TASK
Copy the data below line for line without changing anything, and leave the picture out of your copy.

EXERCISE INPUT
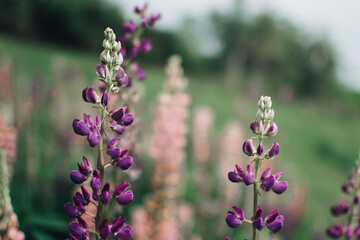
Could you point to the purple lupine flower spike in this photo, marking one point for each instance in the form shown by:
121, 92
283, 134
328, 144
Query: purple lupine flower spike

SOLVED PROBLEM
Could you point to the purple lupine flower spike in this photo, marking one point for each instance in the form shown by:
121, 92
283, 134
328, 144
Query: purple lupine flower spike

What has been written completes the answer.